Des modes de vie à risques ?
“En revanche, un élément qui participe sans doute à la situation des Françaises est l’alcool, souligne-t-il. Le lien avec le cancer du sein est clairement établi.” Et comme le soulignait en janvier le dernier bulletin épidémiologique consacré à ce sujet, les données de vente d’alcool “placent la France parmi les pays européens les plus consommateurs”. Le nombre d’alcoolisations mensuelles importantes, avec 5 verres ou plus, est même en hausse chez les femmes de toutes les classes d’âge depuis 2017. Et on sait que le risque de cancer du sein augmente de façon exponentielle avec la consommation. Ainsi, 15 % des cas seraient dus à l’alcool en France, selon un rapport du Circ – le surpoids et l’obésité expliqueraient de leur côté 8 % des cas, la sédentarité 3 %.
Ce qui est inquiétant, c’est qu’après le dépistage, la hausse de l’incidence aurait dû se stabiliser, ce qui n’est pas le cas
Emmanuelle Fourme, oncogénéticienne à l’Institut Curie
Les facteurs de risque ne sont cependant pas tous connus. “En l’état actuel des connaissances, les facteurs de risque individuels que l’on connaît, pris un à un, ne permettent pas d’expliquer tous les cas, constate Emmanuelle Fourme. Ce qui est inquiétant à mon sens, c’est qu’au fil des années, après la mise en place du dépistage, la hausse de l’incidence aurait dû se stabiliser, ce qui n’est pas le cas.” Elle augmente en effet de 0,6 % par an depuis 2000.
Malbouffe, travail de nuit ?
D’autres facteurs de risque commencent à être mis au jour. Les additifs alimentaires émulsifiants présents dans les aliments ultratransformés, par exemple : l’étude d’une cohorte française a mis en évidence cette année leur effet cancérigène, notamment au niveau du sein. Ou le travail de nuit : une étude française de 2018 avait calculé un risque augmenté de 26 % chez les femmes travaillant de nuit avant leur ménopause – l’année dernière, une ancienne infirmière ayant travaillé en poste de nuit a ainsi obtenu la reconnaissance de son cancer du sein comme maladie professionnelle, une première en Europe. Or, le nombre de travailleuses de nuit a crû de 150 % entre 1982 et 2015.
9 % des cancers du sein de notre cohorte auraient pu être évités si les taux de dioxyde d’azote étaient sous les seuils de l’OMS
Delphine Praud, au Centre de lutte contre le cancer Léon-Bérard
Et il y a la pollution. Pendant vingt ans, l’exposition à divers polluants de 5 000 femmes diagnostiquées en France a été comparée à celle de 5 000 femmes sans cancer du sein. “Nous avons trouvé un risque accru avec les dioxydes d’azote et le benzo-a-pyrène, deux polluants qu’on retrouve près des axes routiers, ainsi qu’avec les dioxines et les PCB émis par les industries, et on suspecte aussi un effet des particules fines, explique Delphine Praud. Ces polluants atmosphériques pourraient agir comme des perturbateurs endocriniens, jouant sur l’âge des premières règles et d’autres aspects hormonaux, et donc impacter aussi indirectement le cancer du sein.”
--*--
- Consigne:
Recopiez, s’il vous plaît, le passage du texte commençant par « Des modes de » et allant jusqu’à « sédentarité 3 %. », en remplaçant « Françaises » par « Européennes ». Appuyez-vous uniquement sur le texte.
--*--
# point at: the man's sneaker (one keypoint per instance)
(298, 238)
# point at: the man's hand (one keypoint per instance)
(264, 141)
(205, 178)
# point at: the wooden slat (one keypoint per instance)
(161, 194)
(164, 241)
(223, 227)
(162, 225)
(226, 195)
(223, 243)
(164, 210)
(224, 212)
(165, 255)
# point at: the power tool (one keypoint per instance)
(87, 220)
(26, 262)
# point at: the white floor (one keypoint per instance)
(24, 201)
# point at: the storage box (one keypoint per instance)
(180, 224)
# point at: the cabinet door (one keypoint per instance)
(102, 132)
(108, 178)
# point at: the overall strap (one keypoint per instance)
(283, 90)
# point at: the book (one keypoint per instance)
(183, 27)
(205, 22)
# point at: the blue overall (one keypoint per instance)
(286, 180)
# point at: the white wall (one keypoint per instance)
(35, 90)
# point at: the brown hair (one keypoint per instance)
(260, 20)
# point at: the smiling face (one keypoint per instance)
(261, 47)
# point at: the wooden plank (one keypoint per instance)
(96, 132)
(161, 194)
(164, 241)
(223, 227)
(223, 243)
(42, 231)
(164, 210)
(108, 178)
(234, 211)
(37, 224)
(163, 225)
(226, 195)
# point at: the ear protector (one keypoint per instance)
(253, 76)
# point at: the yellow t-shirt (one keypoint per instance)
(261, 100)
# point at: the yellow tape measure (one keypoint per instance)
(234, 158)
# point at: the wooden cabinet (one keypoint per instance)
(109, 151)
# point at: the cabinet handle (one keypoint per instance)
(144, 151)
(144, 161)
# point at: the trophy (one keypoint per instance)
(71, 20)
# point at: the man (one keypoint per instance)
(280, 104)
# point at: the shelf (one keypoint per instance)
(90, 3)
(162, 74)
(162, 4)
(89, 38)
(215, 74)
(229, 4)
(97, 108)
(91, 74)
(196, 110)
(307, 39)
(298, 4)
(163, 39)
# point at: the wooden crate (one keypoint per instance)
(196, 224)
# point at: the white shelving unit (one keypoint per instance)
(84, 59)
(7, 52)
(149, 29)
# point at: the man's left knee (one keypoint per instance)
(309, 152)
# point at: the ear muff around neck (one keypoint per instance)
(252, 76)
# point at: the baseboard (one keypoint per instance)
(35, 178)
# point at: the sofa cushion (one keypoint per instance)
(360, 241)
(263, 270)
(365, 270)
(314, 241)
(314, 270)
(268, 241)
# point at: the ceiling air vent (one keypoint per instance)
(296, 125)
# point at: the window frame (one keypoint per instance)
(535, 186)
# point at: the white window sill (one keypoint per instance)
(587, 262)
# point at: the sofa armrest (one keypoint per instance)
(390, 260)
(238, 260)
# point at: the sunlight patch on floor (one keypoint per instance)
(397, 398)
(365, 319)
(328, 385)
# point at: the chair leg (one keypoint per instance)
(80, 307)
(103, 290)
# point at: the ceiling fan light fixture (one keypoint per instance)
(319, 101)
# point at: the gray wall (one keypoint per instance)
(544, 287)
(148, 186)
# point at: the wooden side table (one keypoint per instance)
--*--
- Solution:
Des modes de vie à risques ?
“En revanche, un élément qui participe sans doute à la situation des Européennes est l’alcool, souligne-t-il. Le lien avec le cancer du sein est clairement établi.” Et comme le soulignait en janvier le dernier bulletin épidémiologique consacré à ce sujet, les données de vente d’alcool “placent la France parmi les pays européens les plus consommateurs”. Le nombre d’alcoolisations mensuelles importantes, avec 5 verres ou plus, est même en hausse chez les femmes de toutes les classes d’âge depuis 2017. Et on sait que le risque de cancer du sein augmente de façon exponentielle avec la consommation. Ainsi, 15 % des cas seraient dus à l’alcool en France, selon un rapport du Circ – le surpoids et l’obésité expliqueraient de leur côté 8 % des cas, la sédentarité 3 %.